### GIVEN TEXT
Quarantine has us off our normal schedules. And the most common issue will be insomnia. So, even as unstructured as you may be, make a point to eat and sleep at exactly the same time every day. Then give yourself three days to accept the programming.


The air does not sizzle with homicidal microbes. You can go outside. I know you've read about edge cases where viral clouds linger, or sneeze particles travel for yards, but what's theoretically possible isn't probable enough to concern yourself. Go outside, stay 6 (not 30) feet away from people, don't touch your face, and get yourself some sweating/heart-pumping exercise for at least 45 minutes at least 3-4x/week. Preferably daily especially if you're insomniac. If there's a hill nearby, great. Walk up it, over and over. Walking (fast and strong) is the ultimate statement of survival. You'll be amazed how good it feels.


Your car's engine may race, but if you don't put it in gear, it can't drive anything. Same for the noise in your mind.

Whoever first told people they needed to learn to silence their mind was a sadistic bastard who's messed up generations. The thoughts can stay; you just need to recognize that this noise is not you. You are not the narration; the mental tickertape. Meditation opens some space between you and your noisy mind (I do this stripped down, super efficacious practice, plus this breathing practice, and I steer well clear of the rest of the web site) and each micron of additional separation is like creamy dreamy bliss.

### THE DATA
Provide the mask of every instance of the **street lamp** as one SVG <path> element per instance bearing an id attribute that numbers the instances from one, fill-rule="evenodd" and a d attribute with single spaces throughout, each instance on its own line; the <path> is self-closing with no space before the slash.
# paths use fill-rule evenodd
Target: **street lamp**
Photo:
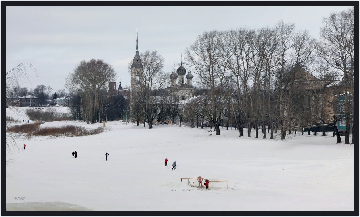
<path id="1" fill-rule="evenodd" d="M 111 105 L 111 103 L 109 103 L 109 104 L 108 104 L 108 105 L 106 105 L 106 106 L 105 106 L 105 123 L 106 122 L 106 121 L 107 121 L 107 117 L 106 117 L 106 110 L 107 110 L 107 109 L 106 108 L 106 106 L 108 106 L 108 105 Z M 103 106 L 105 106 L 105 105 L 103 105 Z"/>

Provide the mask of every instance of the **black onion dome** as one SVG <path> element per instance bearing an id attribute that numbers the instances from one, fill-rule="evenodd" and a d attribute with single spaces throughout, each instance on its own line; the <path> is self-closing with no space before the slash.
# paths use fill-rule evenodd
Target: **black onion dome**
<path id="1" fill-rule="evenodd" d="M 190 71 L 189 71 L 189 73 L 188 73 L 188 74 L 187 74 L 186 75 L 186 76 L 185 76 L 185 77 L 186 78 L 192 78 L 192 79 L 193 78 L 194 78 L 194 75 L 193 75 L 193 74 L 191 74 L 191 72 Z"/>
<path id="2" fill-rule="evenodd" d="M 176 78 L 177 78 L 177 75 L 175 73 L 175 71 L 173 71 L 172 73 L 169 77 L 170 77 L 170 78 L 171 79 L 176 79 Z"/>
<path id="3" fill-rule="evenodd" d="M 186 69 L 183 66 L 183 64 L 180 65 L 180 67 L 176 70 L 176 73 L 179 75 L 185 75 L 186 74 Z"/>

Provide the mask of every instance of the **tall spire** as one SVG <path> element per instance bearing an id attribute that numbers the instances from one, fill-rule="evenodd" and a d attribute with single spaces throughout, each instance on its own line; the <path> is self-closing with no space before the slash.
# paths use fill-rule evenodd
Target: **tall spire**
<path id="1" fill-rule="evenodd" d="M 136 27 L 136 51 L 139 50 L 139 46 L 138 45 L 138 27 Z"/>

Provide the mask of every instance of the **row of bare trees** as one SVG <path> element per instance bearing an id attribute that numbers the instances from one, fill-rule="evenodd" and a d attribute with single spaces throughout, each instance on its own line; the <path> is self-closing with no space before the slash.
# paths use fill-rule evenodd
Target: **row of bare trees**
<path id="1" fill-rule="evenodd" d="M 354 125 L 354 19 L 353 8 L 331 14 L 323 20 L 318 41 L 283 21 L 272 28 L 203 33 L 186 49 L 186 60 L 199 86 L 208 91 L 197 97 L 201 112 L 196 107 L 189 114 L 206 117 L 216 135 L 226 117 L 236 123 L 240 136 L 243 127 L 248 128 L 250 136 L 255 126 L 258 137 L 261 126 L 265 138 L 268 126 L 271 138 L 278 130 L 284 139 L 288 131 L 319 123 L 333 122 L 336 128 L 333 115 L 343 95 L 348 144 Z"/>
* * *
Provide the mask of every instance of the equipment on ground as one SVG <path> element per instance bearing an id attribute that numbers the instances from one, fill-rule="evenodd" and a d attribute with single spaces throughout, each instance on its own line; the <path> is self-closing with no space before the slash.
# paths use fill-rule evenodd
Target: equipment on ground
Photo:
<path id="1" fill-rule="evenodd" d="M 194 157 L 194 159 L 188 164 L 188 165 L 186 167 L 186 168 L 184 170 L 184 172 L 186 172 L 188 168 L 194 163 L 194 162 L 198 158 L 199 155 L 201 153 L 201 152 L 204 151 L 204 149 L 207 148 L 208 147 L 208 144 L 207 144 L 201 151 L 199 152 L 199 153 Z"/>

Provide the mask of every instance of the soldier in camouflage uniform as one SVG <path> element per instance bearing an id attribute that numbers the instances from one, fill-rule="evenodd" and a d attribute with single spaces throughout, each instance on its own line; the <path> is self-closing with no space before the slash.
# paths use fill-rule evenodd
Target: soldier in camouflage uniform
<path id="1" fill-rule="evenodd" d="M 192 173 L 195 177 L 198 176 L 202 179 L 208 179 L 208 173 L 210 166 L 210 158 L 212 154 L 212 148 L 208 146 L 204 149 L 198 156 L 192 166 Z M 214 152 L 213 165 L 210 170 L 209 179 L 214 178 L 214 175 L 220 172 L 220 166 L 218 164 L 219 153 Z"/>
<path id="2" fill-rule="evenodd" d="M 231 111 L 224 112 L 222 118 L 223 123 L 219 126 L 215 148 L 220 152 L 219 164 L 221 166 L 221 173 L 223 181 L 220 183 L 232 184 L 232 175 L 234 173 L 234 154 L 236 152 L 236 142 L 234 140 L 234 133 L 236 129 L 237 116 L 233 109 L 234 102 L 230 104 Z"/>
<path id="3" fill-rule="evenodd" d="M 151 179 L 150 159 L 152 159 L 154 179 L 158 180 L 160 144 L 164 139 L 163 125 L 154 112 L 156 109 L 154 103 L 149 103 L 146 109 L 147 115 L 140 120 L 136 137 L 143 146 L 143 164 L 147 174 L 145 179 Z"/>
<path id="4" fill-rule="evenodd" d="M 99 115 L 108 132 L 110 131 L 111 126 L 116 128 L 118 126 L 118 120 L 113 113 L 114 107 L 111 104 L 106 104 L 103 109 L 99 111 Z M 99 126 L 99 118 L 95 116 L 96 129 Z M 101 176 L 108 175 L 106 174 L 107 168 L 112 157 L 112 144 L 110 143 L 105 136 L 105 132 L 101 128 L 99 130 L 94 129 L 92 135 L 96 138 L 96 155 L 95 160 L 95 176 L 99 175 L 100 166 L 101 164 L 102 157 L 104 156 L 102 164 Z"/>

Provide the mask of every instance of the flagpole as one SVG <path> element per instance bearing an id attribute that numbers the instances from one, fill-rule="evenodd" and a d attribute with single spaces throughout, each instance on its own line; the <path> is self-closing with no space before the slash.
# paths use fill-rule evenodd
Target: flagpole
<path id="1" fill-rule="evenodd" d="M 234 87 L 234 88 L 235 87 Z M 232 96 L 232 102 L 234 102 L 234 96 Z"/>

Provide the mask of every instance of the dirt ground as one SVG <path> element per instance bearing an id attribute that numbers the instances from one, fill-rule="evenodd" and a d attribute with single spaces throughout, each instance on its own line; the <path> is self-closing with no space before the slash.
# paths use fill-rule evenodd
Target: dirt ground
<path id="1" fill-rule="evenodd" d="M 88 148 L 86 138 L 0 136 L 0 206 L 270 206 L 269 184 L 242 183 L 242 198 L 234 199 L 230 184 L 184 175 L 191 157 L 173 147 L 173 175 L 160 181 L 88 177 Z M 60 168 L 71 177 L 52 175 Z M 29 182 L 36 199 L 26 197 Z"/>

### PROMPT A
From the quarantine advice text, copy the passage from "The air does" to "in your mind.".
### PROMPT B
In the quarantine advice text, how many days should you give yourself to accept a fixed eating and sleeping schedule?
### PROMPT C
Write the next part of the quarantine advice text, continuing from its last sentence.

### RESPONSE AREA A
The air does not sizzle with homicidal microbes. You can go outside. I know you've read about edge cases where viral clouds linger, or sneeze particles travel for yards, but what's theoretically possible isn't probable enough to concern yourself. Go outside, stay 6 (not 30) feet away from people, don't touch your face, and get yourself some sweating/heart-pumping exercise for at least 45 minutes at least 3-4x/week. Preferably daily especially if you're insomniac. If there's a hill nearby, great. Walk up it, over and over. Walking (fast and strong) is the ultimate statement of survival. You'll be amazed how good it feels.


Your car's engine may race, but if you don't put it in gear, it can't drive anything. Same for the noise in your mind.

### RESPONSE AREA B
Three days.

### RESPONSE AREA C
With some space between thinker and thoughts - aka perspective - we remember that we're here to enjoy immersive entertainment. We never needed to carry the pain of the world around with us (for more on carrying burdens, read this, plus the articles linked at the bottom of that page).

Meditate and you'll never be more than a breath away from easily/comfortably abiding in the moment. It doesn't make you lazy. Do I seem lazy?

The Mechanics of Falling Asleep (the real yoga stuff)

Memorize this sequence, to be repeated every time you go to bed. But (important) don't think about it or practice it outside of bedtime. Reserve this and protect it.

Once you've lied down and turned out the light:
1. Un-smile your face

2. Droop into gravity. Then droop some more. Then recognize that you're hardly drooping at all. Contemplate how your body would have drooped if you were to wake up in this position, and droop that much. Emulate what your body's doing when you wake up. Don't obsess over this. Limit it to 10-20 seconds. Don't let it be an "activity", just bake it into your going-to-sleep protocol.

3. Add an imaginary 5 pounds to your head's weight, and let it drop squarely into your pillow. Notice how the pillow tenderly accepts the weight. Your pillow is there for you.

4. Let your thoughts drop into your pillow. Don't try to quiet or silence them, let them percolate, but simply let them drain down into the pillow (and from there, into the bed, the floor, and the earth). Notice the pillow's tender receptivity. It wants to suck out your thoughts. It's eager to do so. It's like a vacuum.

5. Briefly and lightly test yourself. Think something mildly stressful. Some task you need to do or some person you're mad at. When you see stress approaching a few hundred yards away, let it drain into your pillow. Again, do this "briefly and lightly". Don't turn it into an activity. Keep it under 10 seconds (5 seconds with practice). All of the above steps are doable in under 30 seconds, total. Do them rotely, like tooth brushing.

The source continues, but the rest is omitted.